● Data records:
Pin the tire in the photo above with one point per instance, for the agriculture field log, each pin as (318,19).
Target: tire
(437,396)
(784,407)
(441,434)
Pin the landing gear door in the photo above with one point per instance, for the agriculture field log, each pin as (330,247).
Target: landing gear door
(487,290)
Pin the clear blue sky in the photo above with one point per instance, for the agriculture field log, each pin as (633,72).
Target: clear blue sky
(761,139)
...
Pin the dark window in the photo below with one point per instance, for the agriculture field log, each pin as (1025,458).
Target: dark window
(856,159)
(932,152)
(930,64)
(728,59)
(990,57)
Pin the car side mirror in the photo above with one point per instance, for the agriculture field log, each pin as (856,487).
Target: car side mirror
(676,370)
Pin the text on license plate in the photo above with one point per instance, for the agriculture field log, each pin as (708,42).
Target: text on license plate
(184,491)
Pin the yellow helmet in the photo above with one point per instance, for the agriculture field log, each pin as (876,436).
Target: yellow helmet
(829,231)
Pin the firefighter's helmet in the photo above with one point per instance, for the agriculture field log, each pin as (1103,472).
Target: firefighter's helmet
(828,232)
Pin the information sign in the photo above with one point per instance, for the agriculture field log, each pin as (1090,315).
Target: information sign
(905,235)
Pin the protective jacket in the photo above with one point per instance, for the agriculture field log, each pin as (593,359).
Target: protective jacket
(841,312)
==
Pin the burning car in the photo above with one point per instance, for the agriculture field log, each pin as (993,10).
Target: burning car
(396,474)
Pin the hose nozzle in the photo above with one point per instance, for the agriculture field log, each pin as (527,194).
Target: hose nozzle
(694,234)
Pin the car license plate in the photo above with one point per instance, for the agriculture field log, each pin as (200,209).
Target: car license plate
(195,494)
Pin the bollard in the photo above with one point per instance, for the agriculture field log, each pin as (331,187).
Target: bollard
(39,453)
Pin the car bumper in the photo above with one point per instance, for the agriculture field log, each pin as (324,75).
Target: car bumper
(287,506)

● WHAT THE TASK ASKS:
Reprint exactly the lines above that start at the one with "Pin the text" and end at the one with "Pin the yellow", keeping both and adding none.

● SOLUTION:
Pin the text on license plate in the photo above with one point per instance, for the agriculture field log, each pin as (708,42).
Target: text on license plate
(184,491)
Pin the yellow helmet in the photo above with one point per instance, for the agriculture field log, each pin as (876,436).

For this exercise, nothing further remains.